WRITTEN PROBLEM 1:
Answer these questions about the market commentary.
(a) Which index measures small-cap stocks?
(b) Which index measures European stocks?
(c) By what percentage are Korean stocks up since the cycle low on October 31st?

ARTICLE:
Here is what the market carpet of the same index over the past five days looks like:
And this is what the sector performance looks like over the same period:
The chart of the Nasdaq 100 would agree with the one of the S&P 500 that a pause may lie ahead:
Small-cap stocks, as measured by the Russell 2000 index, had one of the most impressive rebounds, but stalled at a similar trendline as its two bigger siblings as described above:
Please note that I drew the dotted downtrend line a few weeks ago and the index adhered beautifully to it for now. Not to boast my charting capabilities, but I will soon have earned me the title “Master of Crayons”:
European stocks, as measured by the STOXX 600 Europe index, have witnessed a bouncy bounce too, though to a much lesser (weaker) extent then their US cousins:
The chart above is substantially less constructive than the one of the S&P 500 for example, especially because the shorter-term downtrend line (dotted) AND the 200-day moving average have not been exceeded yet.
Japanese stocks however show a pattern of gaping higher over the past few sessions, similar to US stocks. Here’s the Topix:
And then there’s the KOSPI!
Korean stocks are up 10% since the cycle low on October 31st, gaining five percent alone in yesterday’s session, after a short-selling ban was announced.

RECORDS FOR THIS TASK:
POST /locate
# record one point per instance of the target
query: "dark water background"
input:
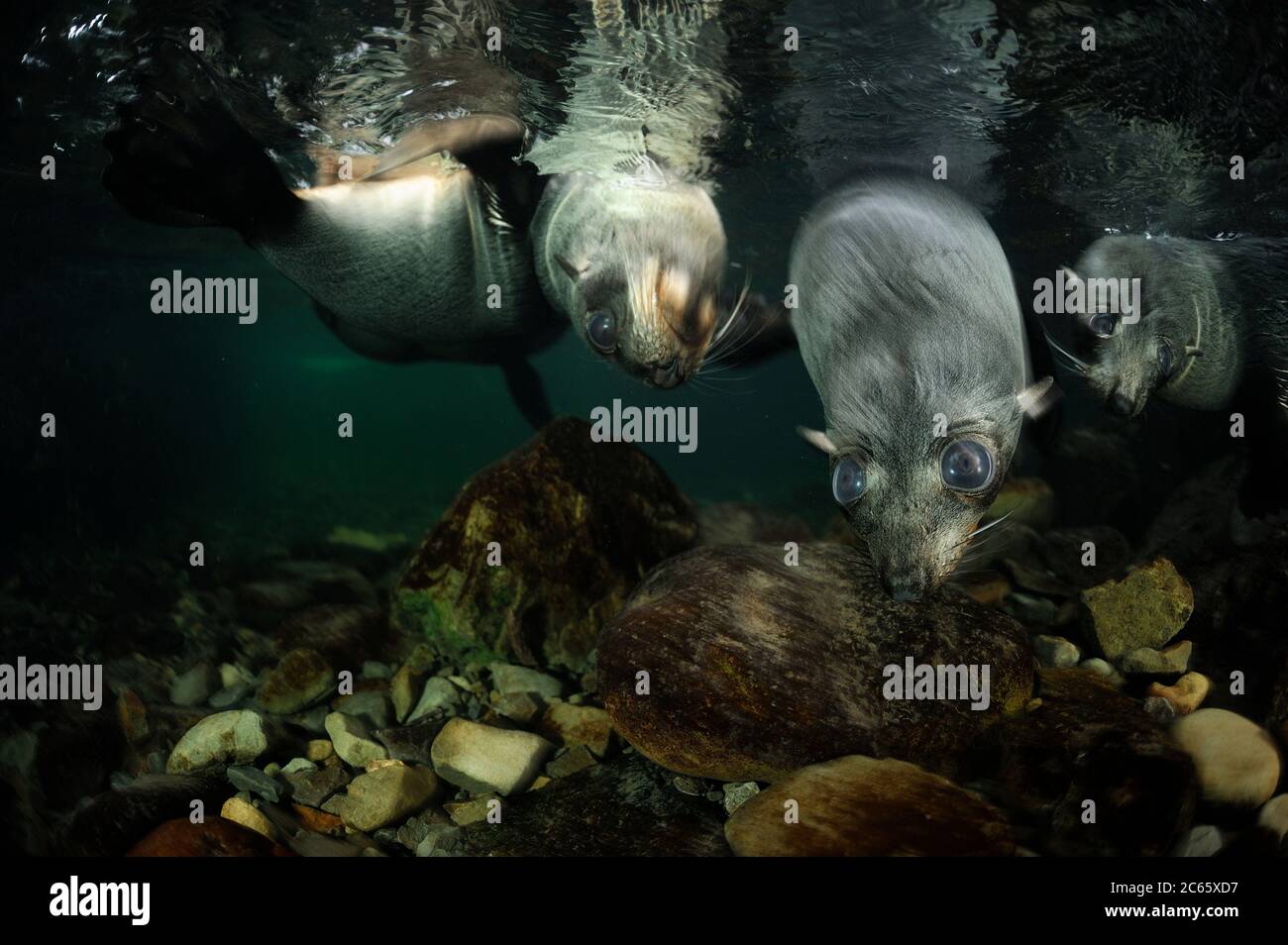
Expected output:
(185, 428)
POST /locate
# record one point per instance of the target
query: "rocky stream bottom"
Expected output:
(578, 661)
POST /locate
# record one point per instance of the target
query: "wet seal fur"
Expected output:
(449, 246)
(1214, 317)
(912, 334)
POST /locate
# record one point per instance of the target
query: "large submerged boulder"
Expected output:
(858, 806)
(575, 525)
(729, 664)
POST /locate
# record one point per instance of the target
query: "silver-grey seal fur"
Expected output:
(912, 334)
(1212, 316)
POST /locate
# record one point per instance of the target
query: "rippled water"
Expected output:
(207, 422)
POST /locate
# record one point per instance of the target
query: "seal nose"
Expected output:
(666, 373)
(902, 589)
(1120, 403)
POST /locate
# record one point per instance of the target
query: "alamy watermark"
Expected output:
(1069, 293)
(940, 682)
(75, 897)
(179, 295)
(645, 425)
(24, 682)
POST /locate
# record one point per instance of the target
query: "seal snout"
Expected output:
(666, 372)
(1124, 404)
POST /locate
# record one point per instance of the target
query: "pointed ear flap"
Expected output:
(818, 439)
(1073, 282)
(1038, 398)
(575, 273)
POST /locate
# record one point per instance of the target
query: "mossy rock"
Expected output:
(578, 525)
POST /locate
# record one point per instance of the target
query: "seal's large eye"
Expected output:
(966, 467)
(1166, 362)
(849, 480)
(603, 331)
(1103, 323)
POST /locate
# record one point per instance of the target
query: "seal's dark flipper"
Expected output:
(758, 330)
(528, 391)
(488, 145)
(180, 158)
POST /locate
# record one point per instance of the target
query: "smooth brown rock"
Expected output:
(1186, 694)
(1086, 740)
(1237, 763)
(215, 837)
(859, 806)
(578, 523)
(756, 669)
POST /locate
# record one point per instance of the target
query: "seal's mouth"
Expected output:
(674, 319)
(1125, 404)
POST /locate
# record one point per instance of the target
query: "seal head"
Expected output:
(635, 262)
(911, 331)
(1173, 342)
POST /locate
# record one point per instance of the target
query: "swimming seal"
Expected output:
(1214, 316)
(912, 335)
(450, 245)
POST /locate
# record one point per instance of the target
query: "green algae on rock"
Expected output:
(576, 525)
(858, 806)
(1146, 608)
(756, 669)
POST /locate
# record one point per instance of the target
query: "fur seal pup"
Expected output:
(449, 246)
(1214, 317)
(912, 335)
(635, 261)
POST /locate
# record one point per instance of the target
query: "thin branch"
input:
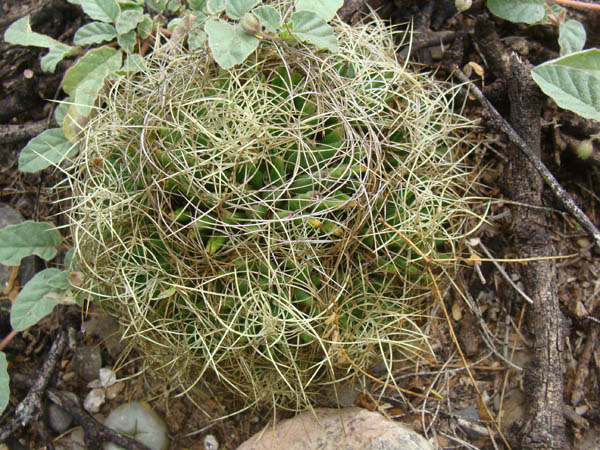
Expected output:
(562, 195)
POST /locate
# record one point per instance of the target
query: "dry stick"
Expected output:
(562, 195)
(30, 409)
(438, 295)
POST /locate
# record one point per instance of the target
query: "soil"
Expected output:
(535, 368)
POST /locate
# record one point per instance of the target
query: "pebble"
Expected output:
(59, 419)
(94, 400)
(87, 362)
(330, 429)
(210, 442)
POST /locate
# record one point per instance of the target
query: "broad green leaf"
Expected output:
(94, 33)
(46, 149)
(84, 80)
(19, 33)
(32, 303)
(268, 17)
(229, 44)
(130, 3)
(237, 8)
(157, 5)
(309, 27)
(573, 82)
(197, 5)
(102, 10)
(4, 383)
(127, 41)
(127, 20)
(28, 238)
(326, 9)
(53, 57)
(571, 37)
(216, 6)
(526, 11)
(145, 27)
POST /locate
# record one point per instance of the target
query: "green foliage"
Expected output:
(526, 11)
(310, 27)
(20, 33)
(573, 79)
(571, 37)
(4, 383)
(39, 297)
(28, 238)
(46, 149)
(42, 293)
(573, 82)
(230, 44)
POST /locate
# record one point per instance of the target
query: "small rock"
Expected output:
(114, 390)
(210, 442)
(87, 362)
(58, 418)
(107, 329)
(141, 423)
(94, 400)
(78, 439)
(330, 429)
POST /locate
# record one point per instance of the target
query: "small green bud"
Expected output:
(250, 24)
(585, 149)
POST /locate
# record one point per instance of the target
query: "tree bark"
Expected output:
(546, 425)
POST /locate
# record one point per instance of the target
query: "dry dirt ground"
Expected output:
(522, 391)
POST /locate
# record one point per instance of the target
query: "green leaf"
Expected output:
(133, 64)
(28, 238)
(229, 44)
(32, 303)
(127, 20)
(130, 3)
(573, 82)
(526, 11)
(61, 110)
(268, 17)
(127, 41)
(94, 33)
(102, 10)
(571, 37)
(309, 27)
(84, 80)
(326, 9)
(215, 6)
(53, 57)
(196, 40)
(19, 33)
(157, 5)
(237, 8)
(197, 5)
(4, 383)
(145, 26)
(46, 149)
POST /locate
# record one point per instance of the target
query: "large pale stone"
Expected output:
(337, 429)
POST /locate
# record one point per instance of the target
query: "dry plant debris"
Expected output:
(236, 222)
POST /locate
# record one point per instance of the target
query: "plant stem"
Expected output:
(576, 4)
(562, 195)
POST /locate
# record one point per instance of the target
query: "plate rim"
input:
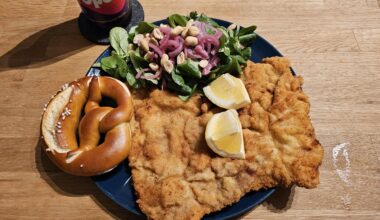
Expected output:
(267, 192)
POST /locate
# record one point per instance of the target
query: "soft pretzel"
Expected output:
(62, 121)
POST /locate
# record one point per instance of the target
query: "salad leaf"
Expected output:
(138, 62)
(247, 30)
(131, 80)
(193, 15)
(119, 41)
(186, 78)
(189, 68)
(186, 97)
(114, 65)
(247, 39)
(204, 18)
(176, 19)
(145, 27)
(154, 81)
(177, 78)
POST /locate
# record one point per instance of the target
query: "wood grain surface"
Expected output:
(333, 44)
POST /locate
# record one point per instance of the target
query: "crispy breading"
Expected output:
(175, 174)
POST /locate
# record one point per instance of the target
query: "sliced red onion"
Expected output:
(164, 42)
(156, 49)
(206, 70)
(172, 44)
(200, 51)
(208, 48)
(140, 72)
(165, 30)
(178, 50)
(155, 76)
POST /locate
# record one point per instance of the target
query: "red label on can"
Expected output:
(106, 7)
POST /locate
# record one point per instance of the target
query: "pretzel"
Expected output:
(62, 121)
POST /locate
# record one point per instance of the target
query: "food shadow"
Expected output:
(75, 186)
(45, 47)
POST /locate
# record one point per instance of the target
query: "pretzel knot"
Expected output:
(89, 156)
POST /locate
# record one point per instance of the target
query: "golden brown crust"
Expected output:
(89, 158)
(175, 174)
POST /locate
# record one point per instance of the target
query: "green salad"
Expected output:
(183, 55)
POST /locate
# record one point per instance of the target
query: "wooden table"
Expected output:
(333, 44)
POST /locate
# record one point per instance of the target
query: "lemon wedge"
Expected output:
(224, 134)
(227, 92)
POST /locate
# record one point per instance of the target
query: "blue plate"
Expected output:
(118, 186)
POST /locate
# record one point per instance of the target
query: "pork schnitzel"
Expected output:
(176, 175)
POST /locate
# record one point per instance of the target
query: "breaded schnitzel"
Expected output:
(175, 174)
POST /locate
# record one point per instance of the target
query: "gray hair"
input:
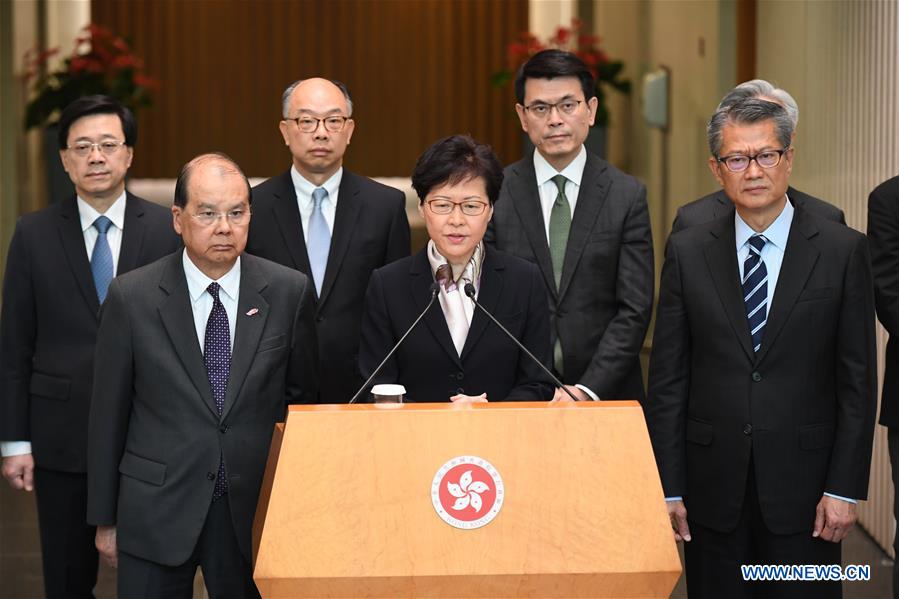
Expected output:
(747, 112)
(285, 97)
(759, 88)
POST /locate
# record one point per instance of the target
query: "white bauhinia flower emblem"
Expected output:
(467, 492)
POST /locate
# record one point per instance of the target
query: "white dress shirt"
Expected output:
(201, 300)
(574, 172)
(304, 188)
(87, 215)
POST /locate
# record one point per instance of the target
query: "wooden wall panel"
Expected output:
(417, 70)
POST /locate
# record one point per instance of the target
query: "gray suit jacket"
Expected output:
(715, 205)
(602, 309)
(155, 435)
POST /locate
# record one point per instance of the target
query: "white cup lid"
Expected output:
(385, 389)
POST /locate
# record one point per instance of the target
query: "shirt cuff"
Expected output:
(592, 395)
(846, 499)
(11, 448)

WRITTEN PROBLEM 2: List every line of the listing that contains the string "gray".

EXERCISE RESPONSE 1:
(a) The Russell 2000 index.
(b) The STOXX 600 Europe index.
(c) 10%.

EXERCISE RESPONSE 2:
query: "gray hair"
query: "gray suit jacket"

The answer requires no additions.